- [ASSIGNMENT 1] According to the article on Sultan Records, who started the label and in about what year?
- [ASSIGNMENT 2] In the article on Sultan Records, what did the label's "Double-header hits" gimmick mean? Answer in one to three sentences.
- [ASSIGNMENT 3] Continue the article on Sultan Records from its last sentence.

─── EXCERPT TO READ ───

= Sultan Records =

Sultan Recording Company, headquartered in Detroit, was a short-lived label started c. 1946 by Morton Sultan (1921 - 1983).

Its gimmick was "Double-header hits," meaning that two different artists shared each 78 rpm.

As far as is known only three jazz artists recorded for Sultan: Red Saunders, Eddie Wiggins and Sonny Thompson. The only other known Sultan recording is of songs in Hebrew and Yiddish, recorded in Detroit by a synagogue cantor in 1946.

==Releases==
===Series 2500===
Its three jazz 78s were recorded in Chicago in June 1946:
- 2501 - Side A: "Orientale" (Wiggins) - Eddie Wiggins Sextette - Musicians: Eddie Wiggins (as -2; ob -1); Gene Russell (p); Red Cody (vib); Frank Gassi (eg); Jack Fonda (b); Steve Varela (d).
- 2501 - Side B: "Red, the Be Bop Guy" ("Red" Saunders and His Band, which included an unannounced guest appearance by Buster Bennett) - Musicians: Red Saunders (d, voc, ldr); George "Sonny" Cohn (tp); Joseph "Buster" Bennett (voc, as -1); Nat Jones (as); Leon Washington (ts); Porter Derrico (p); Mickey Sims (b).

─── DATA FOR REVIEW ───

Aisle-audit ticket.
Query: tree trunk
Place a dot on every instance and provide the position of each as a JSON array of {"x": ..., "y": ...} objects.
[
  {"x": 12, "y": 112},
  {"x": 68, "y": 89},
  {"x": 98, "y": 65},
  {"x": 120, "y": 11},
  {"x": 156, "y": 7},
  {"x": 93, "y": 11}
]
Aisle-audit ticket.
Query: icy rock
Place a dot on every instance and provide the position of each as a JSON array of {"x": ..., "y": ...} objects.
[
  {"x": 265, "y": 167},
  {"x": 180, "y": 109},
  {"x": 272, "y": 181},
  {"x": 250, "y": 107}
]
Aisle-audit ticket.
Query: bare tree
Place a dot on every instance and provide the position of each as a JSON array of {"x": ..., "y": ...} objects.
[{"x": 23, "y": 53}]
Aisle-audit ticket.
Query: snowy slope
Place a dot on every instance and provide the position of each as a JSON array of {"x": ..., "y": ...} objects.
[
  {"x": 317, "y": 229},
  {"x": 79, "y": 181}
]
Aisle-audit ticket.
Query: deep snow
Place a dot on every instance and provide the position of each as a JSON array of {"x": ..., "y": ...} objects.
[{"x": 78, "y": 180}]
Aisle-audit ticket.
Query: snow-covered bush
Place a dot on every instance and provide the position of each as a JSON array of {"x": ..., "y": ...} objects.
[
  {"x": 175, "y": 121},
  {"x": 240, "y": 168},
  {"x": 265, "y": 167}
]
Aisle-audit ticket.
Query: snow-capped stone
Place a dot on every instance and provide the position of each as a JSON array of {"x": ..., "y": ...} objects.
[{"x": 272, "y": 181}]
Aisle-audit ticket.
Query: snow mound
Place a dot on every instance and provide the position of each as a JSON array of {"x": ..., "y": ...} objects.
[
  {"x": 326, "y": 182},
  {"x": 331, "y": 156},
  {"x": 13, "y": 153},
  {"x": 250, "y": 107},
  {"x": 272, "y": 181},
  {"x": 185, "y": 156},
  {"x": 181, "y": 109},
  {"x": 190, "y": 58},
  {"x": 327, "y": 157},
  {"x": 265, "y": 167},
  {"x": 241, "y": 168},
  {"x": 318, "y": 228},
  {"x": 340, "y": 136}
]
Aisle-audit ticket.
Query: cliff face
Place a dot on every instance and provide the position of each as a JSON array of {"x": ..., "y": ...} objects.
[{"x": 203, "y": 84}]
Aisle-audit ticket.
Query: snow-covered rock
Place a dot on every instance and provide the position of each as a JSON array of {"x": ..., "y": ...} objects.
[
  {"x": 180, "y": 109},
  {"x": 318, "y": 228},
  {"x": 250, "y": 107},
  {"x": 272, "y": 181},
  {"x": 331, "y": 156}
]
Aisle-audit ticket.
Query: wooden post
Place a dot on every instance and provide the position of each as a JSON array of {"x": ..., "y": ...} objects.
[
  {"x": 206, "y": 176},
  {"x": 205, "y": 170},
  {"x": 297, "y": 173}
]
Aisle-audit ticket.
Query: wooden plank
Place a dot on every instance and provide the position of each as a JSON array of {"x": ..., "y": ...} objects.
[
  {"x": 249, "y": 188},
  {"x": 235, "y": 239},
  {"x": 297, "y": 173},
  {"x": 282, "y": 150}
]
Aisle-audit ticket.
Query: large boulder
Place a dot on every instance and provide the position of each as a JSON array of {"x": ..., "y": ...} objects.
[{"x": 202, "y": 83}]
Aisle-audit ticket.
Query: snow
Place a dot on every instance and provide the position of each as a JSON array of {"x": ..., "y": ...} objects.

───
─── DATA FOR REVIEW ───

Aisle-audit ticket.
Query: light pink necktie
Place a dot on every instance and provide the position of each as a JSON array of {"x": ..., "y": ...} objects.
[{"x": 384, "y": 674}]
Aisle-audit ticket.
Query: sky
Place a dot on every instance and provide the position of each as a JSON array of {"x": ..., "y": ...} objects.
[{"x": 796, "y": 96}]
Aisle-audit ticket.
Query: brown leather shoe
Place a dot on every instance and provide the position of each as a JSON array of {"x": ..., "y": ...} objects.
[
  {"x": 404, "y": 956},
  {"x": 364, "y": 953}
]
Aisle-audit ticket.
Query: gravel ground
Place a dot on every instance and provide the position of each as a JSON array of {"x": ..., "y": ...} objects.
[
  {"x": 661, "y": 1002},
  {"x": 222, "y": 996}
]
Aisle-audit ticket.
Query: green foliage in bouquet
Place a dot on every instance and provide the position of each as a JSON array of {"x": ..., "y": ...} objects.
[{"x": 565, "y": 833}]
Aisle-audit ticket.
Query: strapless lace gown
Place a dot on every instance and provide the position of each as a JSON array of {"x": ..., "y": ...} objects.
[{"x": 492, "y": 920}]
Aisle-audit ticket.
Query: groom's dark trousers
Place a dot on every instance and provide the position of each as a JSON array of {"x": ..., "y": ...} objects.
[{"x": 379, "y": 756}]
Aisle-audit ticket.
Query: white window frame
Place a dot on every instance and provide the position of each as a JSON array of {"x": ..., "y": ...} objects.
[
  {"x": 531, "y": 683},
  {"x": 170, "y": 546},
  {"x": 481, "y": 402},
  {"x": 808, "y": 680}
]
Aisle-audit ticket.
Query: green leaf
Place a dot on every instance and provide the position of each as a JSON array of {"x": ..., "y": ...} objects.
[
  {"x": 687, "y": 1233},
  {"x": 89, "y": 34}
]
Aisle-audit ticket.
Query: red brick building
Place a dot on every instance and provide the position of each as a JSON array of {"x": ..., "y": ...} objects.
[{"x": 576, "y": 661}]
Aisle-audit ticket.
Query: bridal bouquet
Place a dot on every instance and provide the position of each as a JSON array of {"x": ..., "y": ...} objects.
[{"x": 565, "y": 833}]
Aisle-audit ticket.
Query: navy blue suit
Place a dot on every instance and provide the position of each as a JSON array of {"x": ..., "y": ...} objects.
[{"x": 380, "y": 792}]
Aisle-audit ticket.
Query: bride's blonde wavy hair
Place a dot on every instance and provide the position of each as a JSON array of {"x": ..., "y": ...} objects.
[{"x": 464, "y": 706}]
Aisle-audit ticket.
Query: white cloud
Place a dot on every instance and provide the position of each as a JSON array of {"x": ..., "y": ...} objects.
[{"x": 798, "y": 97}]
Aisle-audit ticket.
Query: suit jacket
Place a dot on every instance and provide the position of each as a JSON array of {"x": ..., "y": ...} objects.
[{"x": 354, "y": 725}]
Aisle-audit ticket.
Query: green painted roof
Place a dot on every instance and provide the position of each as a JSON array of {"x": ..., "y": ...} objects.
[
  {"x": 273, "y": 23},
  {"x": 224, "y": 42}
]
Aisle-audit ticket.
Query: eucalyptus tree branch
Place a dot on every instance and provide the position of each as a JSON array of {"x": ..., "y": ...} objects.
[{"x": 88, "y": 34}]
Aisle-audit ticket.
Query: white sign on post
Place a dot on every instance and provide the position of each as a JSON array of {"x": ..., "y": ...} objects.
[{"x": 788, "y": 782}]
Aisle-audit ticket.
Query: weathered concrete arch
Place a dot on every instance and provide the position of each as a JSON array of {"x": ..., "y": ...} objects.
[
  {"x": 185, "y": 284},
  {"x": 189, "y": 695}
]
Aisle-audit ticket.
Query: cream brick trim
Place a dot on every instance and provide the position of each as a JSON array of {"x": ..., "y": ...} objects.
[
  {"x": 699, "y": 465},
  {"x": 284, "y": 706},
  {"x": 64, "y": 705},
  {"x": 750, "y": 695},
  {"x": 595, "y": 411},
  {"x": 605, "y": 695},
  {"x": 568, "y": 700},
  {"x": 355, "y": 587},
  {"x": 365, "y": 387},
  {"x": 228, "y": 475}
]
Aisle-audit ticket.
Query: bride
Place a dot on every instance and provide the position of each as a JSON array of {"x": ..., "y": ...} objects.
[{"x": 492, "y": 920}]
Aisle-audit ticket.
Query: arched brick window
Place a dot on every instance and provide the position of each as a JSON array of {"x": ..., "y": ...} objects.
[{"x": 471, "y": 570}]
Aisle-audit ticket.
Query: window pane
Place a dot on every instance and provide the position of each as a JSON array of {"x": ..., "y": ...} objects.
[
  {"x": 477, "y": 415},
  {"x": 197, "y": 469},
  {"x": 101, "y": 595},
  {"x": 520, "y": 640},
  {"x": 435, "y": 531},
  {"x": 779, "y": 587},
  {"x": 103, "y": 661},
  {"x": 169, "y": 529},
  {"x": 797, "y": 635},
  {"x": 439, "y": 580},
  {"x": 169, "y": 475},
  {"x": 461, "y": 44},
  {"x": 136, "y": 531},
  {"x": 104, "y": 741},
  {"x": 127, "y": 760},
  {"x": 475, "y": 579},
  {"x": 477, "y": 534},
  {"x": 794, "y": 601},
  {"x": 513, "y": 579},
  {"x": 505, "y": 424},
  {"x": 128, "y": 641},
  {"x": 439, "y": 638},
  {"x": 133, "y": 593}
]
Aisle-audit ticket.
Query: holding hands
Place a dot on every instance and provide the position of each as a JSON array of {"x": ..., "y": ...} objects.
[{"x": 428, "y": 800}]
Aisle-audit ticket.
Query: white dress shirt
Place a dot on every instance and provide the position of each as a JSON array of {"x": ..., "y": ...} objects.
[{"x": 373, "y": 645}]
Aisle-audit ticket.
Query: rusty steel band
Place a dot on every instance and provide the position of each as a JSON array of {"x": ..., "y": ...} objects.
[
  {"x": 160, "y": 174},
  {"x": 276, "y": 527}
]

───

- [EXPECTED ANSWER 1] Morton Sultan started it around 1946.

- [EXPECTED ANSWER 2] "Double-header hits" meant that each 78 rpm record carried two different artists, one on each side. The 2501 release is an example: Eddie Wiggins Sextette is on Side A and "Red" Saunders and His Band is on Side B.

- [EXPECTED ANSWER 3]
- 2502 - Side A: "South Side Boogie" (Thompson) - Sonny Thompson, Prince of the Ivories.
- 2502 - Side B: "Onyx Jump" (Wiggins) - Eddie Wiggins Sextette.
- 2503 - Side A: "Vi, Tell Me Why" (Dean-Saunders) - "Red" Saunders and His Band.
- 2503 - Side B: "Sonny's Boogie" (Thompson) - Sonny Thompson, Prince of the Ivories.

===Series 1000===
- 1000 - Side A: "Hatikvah"; Side B: "Ich fur Aheim" - Cantor Hyman Adler of Congregation B'nai David in Detroit.

"Hatikvah", sung in Hebrew, would, in two years' time, become the national anthem of Israel, while "Ich fur Aheim" was a Yiddish popular song.

==Critical reviews==
The two Sonny Thompson sides were reviewed by Metronome in its September 1946 issue: "This is the pianist who came into the Café Society Uptown two months ago. It's said he's potentially great, but since both these sides are just so much fast flashy boogie woogie, with a meaningless pseudo-classical departure, we'll reserve our raves."

Reviewing Saunders' "Red, the Be Bop Guy", Metronome said, "Saunders' little Chicago band does a vocal novelty that sounds more like typical jump music than be bop. It's a medium-tempo blues with a good beat and some tricky alto by Nat Jones. The same Mr. Jones, who played clarinet for the Duke for a while some three years ago, plays a sweet solo on 'Vi,' but the band and performance are out of kilter and perhaps a trifle off center."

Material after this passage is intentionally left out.